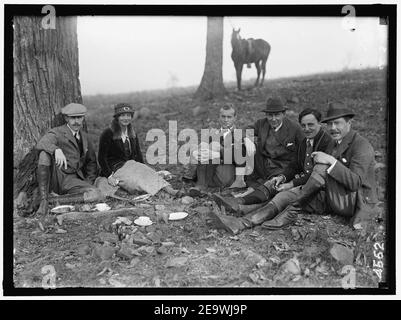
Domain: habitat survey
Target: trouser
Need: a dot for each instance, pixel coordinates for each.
(262, 171)
(330, 196)
(63, 183)
(215, 175)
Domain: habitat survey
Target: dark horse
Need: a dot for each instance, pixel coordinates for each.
(249, 51)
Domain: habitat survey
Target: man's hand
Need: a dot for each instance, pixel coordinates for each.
(285, 186)
(113, 181)
(323, 158)
(276, 181)
(60, 158)
(249, 146)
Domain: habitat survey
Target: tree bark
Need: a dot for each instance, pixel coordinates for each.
(46, 77)
(212, 85)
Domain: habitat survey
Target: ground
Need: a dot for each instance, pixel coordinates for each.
(88, 249)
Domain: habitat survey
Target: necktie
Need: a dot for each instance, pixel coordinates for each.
(308, 165)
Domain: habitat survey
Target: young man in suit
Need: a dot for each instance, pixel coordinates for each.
(277, 141)
(227, 173)
(342, 181)
(67, 161)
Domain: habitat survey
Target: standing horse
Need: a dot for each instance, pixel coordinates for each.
(249, 51)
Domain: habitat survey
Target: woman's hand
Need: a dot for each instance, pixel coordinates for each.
(113, 181)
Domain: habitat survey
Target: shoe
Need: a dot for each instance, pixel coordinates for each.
(231, 224)
(43, 177)
(284, 219)
(266, 212)
(248, 208)
(231, 204)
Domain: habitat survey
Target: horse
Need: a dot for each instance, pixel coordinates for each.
(249, 51)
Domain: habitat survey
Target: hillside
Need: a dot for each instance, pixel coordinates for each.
(190, 252)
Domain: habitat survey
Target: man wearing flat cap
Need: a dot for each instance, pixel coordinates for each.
(67, 160)
(277, 138)
(342, 181)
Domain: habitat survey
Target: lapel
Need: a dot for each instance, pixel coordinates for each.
(69, 136)
(84, 138)
(343, 146)
(264, 132)
(282, 134)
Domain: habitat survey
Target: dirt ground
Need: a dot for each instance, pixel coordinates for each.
(98, 249)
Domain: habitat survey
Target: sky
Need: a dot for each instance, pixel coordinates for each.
(119, 54)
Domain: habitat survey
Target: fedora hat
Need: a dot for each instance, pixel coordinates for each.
(121, 108)
(337, 110)
(274, 105)
(74, 110)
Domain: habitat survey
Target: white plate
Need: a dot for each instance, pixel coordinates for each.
(143, 221)
(62, 209)
(142, 197)
(177, 215)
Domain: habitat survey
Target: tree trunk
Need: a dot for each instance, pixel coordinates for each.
(46, 77)
(212, 81)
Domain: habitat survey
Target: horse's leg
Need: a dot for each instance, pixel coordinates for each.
(263, 72)
(257, 65)
(238, 69)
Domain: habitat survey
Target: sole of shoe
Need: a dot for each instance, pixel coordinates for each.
(221, 203)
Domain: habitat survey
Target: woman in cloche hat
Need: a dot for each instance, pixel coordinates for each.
(120, 157)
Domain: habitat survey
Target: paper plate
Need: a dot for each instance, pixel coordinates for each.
(62, 209)
(143, 221)
(177, 215)
(142, 197)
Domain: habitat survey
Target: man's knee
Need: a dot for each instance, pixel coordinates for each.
(45, 159)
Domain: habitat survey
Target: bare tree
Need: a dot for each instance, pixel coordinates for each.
(212, 85)
(46, 78)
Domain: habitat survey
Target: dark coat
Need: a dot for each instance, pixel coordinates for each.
(111, 152)
(355, 166)
(289, 136)
(295, 170)
(84, 165)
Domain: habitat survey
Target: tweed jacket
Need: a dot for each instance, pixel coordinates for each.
(295, 170)
(289, 136)
(354, 168)
(85, 165)
(111, 152)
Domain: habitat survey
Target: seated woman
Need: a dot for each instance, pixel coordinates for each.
(121, 161)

§

◆ TASK DESCRIPTION: Isolate the lines above that contain the word "woman" and copy them.

◆ FINAL ANSWER:
Target: woman's hand
Target: woman in cloche hat
Target: seated woman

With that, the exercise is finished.